* Stated goal *
Scale the material from the line containing "Can you spot the sunlit" through the line containing "[[189, 87]]", both ends included. Give those lines again, requests and all, with every coordinate in the answers multiplied by 0.35 and rounded to a whole number (halves round up), and give nothing else.

* Material provided *
* * * * * * *

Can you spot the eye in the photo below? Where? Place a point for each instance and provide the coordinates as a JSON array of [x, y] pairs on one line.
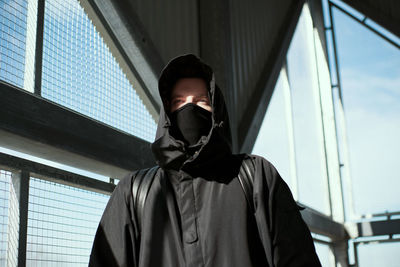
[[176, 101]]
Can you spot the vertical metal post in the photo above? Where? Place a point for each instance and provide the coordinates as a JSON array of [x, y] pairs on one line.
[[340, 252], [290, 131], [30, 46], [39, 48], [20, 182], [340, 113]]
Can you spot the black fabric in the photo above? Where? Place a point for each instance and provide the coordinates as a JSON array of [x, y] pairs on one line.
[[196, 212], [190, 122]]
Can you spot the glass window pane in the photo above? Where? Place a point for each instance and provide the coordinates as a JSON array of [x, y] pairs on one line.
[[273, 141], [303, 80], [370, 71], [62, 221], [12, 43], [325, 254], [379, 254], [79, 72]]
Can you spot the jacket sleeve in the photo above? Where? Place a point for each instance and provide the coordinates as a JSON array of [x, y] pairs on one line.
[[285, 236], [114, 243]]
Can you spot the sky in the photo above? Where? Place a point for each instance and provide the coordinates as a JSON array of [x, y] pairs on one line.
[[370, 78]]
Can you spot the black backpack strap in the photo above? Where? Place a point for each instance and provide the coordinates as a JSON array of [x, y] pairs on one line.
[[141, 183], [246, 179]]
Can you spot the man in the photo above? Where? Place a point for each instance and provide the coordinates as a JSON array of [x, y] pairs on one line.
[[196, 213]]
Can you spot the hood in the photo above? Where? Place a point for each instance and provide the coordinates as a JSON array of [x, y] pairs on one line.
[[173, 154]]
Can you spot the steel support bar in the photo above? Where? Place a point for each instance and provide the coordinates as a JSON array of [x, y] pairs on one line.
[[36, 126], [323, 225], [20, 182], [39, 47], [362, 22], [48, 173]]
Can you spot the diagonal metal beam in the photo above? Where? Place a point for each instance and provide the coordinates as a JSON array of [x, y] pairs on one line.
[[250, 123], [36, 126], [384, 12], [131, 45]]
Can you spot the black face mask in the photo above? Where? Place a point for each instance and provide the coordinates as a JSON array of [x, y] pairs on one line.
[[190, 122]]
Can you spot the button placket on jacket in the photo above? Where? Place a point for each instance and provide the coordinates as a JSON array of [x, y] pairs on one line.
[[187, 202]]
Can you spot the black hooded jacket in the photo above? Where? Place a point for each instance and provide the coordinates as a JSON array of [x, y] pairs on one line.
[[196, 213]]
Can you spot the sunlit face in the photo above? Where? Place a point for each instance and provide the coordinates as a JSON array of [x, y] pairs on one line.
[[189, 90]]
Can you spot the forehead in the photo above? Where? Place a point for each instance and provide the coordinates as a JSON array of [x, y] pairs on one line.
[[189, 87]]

* * * * * * *

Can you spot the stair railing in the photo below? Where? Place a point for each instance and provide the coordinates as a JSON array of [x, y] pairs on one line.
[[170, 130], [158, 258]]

* * * * * * *

* Complete answer *
Can you spot the sunlit face in the photo above? Where? Place a point for each instance and provide the coordinates as a JSON array of [x, y] pairs on one line.
[[66, 32]]
Can you spot the forehead in the photo above? Where? Place a point for each instance and provide the coordinates as a JSON array of [x, y] pairs on one line.
[[66, 30]]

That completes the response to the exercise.